Pointing and labeling entries:
○ ○ ○

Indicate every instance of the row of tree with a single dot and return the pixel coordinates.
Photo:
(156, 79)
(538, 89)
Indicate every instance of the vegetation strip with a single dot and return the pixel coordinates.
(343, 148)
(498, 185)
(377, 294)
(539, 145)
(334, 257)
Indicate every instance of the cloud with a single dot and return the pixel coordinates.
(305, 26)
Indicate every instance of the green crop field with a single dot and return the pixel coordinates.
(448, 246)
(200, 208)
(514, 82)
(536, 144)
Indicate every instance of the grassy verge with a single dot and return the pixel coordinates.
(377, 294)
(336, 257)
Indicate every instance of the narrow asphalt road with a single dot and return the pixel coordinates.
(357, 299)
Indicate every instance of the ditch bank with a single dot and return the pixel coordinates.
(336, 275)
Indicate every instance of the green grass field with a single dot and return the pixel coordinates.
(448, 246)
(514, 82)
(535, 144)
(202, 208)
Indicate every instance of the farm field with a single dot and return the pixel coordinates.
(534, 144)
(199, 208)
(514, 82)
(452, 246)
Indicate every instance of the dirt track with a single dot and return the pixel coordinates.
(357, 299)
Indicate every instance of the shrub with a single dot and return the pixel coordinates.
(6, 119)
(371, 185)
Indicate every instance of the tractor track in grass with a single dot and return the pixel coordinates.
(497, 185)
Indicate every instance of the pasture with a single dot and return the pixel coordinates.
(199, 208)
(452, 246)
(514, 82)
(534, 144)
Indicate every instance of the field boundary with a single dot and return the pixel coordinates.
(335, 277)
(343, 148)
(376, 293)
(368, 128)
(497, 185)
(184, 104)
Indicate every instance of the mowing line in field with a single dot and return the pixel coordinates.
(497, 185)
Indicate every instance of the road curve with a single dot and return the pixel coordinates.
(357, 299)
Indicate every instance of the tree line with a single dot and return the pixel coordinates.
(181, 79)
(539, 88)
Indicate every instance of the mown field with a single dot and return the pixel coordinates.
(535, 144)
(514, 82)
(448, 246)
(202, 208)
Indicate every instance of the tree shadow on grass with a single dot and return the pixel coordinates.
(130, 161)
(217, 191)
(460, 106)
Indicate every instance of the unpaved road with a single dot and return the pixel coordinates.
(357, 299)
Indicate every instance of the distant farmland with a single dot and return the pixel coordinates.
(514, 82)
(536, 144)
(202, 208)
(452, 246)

○ ○ ○

Problem to solve
Could you retype all of the records above, keeping every line unchanged?

Written response
Indicate every instance of the row of tree with a single dot and return the pixel coordinates.
Photo:
(156, 79)
(538, 89)
Indicate every instance of the vegetation strip with a single dot and return the pixel coordinates.
(343, 148)
(498, 185)
(377, 294)
(539, 145)
(334, 257)
Indicate every instance of the cloud with a single dot and return the pixel coordinates.
(305, 26)
Indicate every instance of the green crop field with a single dot and return the pixel coordinates.
(448, 246)
(200, 208)
(514, 82)
(536, 144)
Indicate every instance of the grassy verge with a single dot and return the pixel coordinates.
(377, 294)
(336, 257)
Indicate every instance of the narrow asphalt road with a single dot and return the pixel coordinates.
(357, 299)
Indicate every instance of the ditch bank with a single dot and return the pixel coordinates.
(336, 275)
Indicate every instance of the green grass field with a single dot and return the pixel coordinates.
(448, 246)
(514, 82)
(535, 144)
(202, 208)
Indicate every instance of the farm field with a single dot and return the pixel coordinates.
(534, 144)
(199, 208)
(514, 82)
(452, 246)
Indicate every instance of the dirt track with a single dot and return the pixel coordinates.
(357, 299)
Indicate every instance of the shrub with a single dot and return the pixel coordinates.
(6, 119)
(371, 185)
Indicate every instance of the tractor track in grass with a single dot and return the pixel coordinates.
(497, 185)
Indicate every instance of the pasture with a single dot and return the pixel coordinates.
(199, 208)
(452, 246)
(514, 82)
(534, 144)
Indicate every instance of the field boundary with a single dot and return the pixel coordinates.
(335, 277)
(343, 148)
(376, 293)
(368, 128)
(497, 185)
(184, 104)
Indicate every instance of the mowing line in field with a single dot and return the pixel coordinates.
(497, 185)
Indicate every instance of the road curve with a single dot and return the pixel coordinates.
(357, 299)
Indicate every instance of the tree line with a single dot and return the pixel coordinates.
(181, 79)
(539, 88)
Indicate every instance of the mown field with a single dot and return the pixel coordinates.
(535, 144)
(514, 82)
(448, 246)
(202, 208)
Indicate every instance of the tree shadow on grass with a single dot and return the pixel coordinates.
(130, 161)
(217, 191)
(460, 106)
Indicate every instance of the unpaved road with a single dot and return the pixel coordinates.
(357, 299)
Indicate every instance of the distant farmland with a single dot and return the pixel coordinates.
(514, 82)
(536, 144)
(202, 208)
(452, 246)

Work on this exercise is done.